> Requirement: What follows is a set of records. Repeat every one of them exactly.

(Dataset excerpts)

————————

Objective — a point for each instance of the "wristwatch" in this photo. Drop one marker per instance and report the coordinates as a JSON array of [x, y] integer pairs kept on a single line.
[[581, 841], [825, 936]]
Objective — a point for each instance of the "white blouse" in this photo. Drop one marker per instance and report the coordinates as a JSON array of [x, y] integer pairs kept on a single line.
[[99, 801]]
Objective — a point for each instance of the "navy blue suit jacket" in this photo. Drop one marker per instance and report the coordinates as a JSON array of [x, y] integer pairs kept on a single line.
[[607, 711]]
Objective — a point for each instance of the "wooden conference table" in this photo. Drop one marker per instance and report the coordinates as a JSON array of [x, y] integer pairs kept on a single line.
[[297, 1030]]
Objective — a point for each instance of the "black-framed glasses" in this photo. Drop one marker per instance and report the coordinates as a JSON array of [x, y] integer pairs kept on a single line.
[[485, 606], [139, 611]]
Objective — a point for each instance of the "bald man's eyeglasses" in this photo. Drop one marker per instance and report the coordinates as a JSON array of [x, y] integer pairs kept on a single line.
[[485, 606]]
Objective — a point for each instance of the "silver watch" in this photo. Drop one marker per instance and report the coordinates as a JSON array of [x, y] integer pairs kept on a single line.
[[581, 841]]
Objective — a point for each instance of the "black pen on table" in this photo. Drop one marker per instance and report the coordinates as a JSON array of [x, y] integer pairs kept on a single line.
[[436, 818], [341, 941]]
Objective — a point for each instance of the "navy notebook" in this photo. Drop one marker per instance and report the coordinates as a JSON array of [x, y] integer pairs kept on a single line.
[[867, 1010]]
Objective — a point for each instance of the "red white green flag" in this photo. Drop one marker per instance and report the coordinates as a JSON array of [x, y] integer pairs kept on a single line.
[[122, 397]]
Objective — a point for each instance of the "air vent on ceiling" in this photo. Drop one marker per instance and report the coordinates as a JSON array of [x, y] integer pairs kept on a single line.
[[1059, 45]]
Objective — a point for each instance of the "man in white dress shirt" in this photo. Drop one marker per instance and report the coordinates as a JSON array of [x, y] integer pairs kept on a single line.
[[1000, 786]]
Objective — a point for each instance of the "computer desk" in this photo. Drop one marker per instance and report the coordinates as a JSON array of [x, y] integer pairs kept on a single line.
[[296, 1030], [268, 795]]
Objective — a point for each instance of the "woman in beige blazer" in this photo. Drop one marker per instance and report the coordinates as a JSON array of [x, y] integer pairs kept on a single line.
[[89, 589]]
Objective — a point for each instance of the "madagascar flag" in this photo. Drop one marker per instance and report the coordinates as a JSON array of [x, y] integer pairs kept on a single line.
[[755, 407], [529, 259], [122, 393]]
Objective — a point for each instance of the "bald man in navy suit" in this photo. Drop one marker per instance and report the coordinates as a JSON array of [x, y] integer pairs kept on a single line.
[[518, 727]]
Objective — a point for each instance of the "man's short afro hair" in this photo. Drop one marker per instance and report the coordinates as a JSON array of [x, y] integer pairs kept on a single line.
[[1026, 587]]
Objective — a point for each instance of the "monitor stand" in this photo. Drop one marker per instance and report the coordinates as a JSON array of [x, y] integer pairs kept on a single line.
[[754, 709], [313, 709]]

————————

> Solution to this task:
Objective — a point for each instance of the "wristwatch" in this photo. Drop one marker per instance and report the coordinates as a JSON array of [x, y] integer pairs kept on a single line.
[[581, 841], [825, 936]]
Objective — a point for each instance of the "white blouse" in this photo. Drop one marker per instance and report the coordinates as a JSON array of [x, y] integer pairs kept on a single line.
[[99, 801]]
Objective — a point for each instance of the "navy blue suit jacket" in this photo. Drop one marker per instance and report the coordinates as a JSON array of [x, y] integer pairs kept on a single line.
[[607, 711]]
Objective — a point for each instance of the "wooden conference table" in this photo. Drop one marker per instance and report the coordinates as a JSON array of [x, y] integer pairs kept on a single line.
[[297, 1030]]
Objective — a point for each instance of the "black-framed glasses" in this photo. Drop one marker per instance and report the coordinates as a JSON array of [x, y] integer pairs kept on a single line.
[[485, 606], [139, 611]]
Objective — a point for each instance of the "bald man's eyeglasses" in this photo. Drop one marker per instance and report the coordinates as a JSON array of [x, y] integer pairs kept on a single line.
[[485, 606]]
Objective — a point for each instance of the "silver watch" in this photo. Drop one marker per instance and report the coordinates as a JSON array of [x, y] integer pairs kept on a single line.
[[581, 841]]
Objective — a point for each instance of the "black pen on table" in this photo. Drop one marker per instance and report the coordinates as a JSON array of [x, y] integer pairs kept on a single line.
[[436, 818], [341, 941]]
Objective — a point for each instance of the "navy notebook" in this photo. Drop one marker per instance and report the coordinates as a JSON array of [x, y] integer pairs kept on a single line.
[[867, 1010]]
Objective — a point for each instance of the "red white green flag" in this photo. Drop one marker per instance and report the coordinates as a JSON array of [x, y] integer pairs kept on a single line.
[[122, 397]]
Objective — a point for each instance of the "air vent on ceiling" in this photo. Drop one marker per instance and report the coordinates as a JSON array of [x, y] integer pairs kept on a single line.
[[1059, 45]]
Objective — a point for each instance of the "man in white dress shirt" in this photo. Drop one marker per instance and report the coordinates as a JSON array of [x, y] integer pairs kept on a single line.
[[1000, 786]]
Objective — a point for each instance of the "computer desk" in this photo. Drop one marker per instance and report the coordinates as a JSON array of [x, y] integer pairs kept on a single line.
[[296, 1030], [268, 795]]
Objective — a point for each instance of the "woman in beige blazer" in this photo. Drop one marker per instance and report the coordinates as a JSON array of [x, y] integer pairs kept on a single line.
[[89, 589]]
Objective — a point for each instance of the "madagascar flag" in this photo. Drop one marker per instance and report the coordinates as a JSON array of [x, y] integer pairs kept on a single line.
[[755, 407], [529, 259], [122, 393]]
Objective — a point for each instance of the "bald man in navy suit" in this photo. Drop one marker per instance and report the coordinates as a JSON array of [x, y] integer pairs kept on a single line.
[[518, 727]]
Objective — a point for each instance of the "man's short afro hair" in this photo. Drop one marker per instance and report the coordinates as a JSON array of [x, y] integer pairs kept on a single line.
[[1026, 587]]
Objective — a point for each instance of the "monitor stand" in this photo. Drop one marker per instance and report the coordinates as a JSON array of [x, y] integer pairs kept on a single line.
[[754, 709], [313, 709]]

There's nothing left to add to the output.